### TASK TO COMPLETE
Copy out every line of the data below, requests included, shifting each coordinate in the answers up by 93.

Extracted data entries
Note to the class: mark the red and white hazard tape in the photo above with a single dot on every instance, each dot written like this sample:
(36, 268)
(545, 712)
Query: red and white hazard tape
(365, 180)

### ANSWER FOR THE TASK
Note to the class: mark the red and white hazard tape in the photo above with a single dot on every instance, each dot written like this sample:
(36, 268)
(545, 712)
Query: red and white hazard tape
(458, 273)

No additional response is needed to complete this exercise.